▶ _Source passage_
======
The Geneva Forum on Social Change (GFSC) was established in January 2009 by students of the International Organizations MBA Programme at the University of Geneva as an annual event which uses the power of documentary media to promote positive social change. Prominent filmmakers, academics and professionals lead stimulating discussions about the most pressing social issues. Chi Do, ITVS Associate Director of Communications, gives us her take on the forum:
The term “movers and shakers” took on new meaning for me at the 2010 Geneva Forum on Social Change on May 28-29. The dynamic weekend featuring ten award-winning documentaries (including four from ITVS), four keynote speakers, six panels, seven workshops (plus expos on sustainability and new media!) brought together more than 500 people — all driven by a common desire to see how the merging of public and private, governmental and non-governmental, even the merging of our virtual and physical worlds can bring about innovations to address the most critical social issues of our time.
======
▶ _Material supplied_

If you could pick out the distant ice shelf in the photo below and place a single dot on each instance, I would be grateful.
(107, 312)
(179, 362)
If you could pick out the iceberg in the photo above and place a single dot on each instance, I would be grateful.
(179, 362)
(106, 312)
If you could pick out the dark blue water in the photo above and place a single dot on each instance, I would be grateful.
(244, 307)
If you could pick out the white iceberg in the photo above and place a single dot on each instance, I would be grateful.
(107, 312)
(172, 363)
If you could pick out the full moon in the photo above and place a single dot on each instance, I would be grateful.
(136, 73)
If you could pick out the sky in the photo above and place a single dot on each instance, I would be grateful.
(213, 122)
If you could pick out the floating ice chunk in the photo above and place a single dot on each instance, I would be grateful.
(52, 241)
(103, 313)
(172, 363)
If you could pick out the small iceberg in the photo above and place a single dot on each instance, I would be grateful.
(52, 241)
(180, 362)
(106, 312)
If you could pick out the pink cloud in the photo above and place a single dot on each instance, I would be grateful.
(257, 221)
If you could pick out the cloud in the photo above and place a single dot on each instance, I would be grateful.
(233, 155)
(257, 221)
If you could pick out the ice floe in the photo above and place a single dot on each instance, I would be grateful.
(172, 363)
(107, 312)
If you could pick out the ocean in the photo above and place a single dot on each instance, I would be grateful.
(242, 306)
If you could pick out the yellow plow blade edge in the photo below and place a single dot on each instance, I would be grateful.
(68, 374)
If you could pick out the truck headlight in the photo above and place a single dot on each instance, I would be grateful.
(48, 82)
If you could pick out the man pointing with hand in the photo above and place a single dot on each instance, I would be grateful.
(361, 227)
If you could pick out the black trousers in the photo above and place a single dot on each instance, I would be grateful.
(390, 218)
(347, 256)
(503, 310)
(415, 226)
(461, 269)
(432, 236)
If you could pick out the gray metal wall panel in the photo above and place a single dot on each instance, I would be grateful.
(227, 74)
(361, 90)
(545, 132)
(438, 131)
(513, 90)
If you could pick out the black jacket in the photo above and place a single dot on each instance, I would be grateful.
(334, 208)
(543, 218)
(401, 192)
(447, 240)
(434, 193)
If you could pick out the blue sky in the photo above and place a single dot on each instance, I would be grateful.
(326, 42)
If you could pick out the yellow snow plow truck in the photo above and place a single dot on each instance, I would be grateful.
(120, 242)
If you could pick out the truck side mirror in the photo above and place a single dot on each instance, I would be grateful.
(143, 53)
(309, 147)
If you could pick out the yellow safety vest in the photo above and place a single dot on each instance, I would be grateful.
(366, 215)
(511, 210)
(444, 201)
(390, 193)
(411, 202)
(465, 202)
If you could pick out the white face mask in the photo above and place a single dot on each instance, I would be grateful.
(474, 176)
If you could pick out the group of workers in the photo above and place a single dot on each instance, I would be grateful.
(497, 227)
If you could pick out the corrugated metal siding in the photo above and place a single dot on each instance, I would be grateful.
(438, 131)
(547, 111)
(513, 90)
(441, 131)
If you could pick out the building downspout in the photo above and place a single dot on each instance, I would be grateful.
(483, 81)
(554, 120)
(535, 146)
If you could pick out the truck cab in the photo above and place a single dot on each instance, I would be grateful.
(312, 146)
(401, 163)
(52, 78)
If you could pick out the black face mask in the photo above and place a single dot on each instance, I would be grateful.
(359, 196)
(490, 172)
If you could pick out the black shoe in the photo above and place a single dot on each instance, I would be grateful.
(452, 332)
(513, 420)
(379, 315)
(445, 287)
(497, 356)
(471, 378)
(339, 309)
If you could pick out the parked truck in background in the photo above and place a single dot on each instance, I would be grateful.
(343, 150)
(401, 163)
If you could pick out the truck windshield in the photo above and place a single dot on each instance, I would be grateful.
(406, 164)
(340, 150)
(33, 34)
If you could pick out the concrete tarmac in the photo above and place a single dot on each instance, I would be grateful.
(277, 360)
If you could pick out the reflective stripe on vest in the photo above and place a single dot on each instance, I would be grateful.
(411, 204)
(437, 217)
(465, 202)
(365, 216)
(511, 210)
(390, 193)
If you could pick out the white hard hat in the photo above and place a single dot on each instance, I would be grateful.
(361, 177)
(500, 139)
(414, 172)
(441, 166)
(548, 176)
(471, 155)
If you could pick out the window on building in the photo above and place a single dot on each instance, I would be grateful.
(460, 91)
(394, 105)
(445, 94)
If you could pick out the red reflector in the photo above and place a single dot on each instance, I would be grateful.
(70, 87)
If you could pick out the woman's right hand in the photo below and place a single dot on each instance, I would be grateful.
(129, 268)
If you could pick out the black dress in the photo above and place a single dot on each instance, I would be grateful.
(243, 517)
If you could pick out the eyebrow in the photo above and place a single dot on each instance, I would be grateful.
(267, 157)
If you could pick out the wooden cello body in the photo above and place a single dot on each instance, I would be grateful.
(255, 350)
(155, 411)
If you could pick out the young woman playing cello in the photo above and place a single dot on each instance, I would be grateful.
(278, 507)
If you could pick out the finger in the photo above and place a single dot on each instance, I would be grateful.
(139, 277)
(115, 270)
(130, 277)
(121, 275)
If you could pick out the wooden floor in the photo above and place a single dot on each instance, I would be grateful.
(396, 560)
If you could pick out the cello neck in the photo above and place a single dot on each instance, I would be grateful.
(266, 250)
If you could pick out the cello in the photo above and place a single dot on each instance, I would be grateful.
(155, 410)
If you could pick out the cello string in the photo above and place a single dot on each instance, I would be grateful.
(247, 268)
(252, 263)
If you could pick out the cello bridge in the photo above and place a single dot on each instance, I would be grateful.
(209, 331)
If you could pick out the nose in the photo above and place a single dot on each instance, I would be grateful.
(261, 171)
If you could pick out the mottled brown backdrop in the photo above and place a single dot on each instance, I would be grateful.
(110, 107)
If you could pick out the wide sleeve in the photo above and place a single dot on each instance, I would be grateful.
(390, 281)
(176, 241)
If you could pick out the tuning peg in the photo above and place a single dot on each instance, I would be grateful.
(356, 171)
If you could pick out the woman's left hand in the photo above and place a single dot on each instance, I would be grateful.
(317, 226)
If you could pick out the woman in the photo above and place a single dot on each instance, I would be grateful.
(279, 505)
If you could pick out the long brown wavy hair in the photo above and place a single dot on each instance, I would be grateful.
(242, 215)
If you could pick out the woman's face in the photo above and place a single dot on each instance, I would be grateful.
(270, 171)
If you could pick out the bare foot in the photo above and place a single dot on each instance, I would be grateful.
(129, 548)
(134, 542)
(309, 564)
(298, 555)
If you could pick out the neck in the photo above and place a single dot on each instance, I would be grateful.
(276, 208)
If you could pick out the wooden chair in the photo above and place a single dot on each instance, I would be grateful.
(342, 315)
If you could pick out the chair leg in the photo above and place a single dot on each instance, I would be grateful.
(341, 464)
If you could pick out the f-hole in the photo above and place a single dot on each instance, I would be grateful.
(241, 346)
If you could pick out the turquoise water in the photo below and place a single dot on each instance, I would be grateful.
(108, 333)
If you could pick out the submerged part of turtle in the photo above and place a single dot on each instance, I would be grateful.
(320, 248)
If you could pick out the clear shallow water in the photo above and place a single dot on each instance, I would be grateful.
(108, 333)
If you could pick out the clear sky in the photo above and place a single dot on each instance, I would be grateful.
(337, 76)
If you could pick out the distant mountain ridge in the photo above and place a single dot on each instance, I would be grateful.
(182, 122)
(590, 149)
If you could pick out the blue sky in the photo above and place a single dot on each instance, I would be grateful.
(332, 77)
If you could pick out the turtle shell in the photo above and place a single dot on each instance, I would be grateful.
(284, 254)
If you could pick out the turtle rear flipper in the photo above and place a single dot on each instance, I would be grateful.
======
▶ _Work to be completed_
Reproduce the entire passage about the Geneva Forum on Social Change word for word. The data has no connection to the Geneva Forum passage.

▶ _Answer_
The Geneva Forum on Social Change (GFSC) was established in January 2009 by students of the International Organizations MBA Programme at the University of Geneva as an annual event which uses the power of documentary media to promote positive social change. Prominent filmmakers, academics and professionals lead stimulating discussions about the most pressing social issues. Chi Do, ITVS Associate Director of Communications, gives us her take on the forum:
The term “movers and shakers” took on new meaning for me at the 2010 Geneva Forum on Social Change on May 28-29. The dynamic weekend featuring ten award-winning documentaries (including four from ITVS), four keynote speakers, six panels, seven workshops (plus expos on sustainability and new media!) brought together more than 500 people — all driven by a common desire to see how the merging of public and private, governmental and non-governmental, even the merging of our virtual and physical worlds can bring about innovations to address the most critical social issues of our time.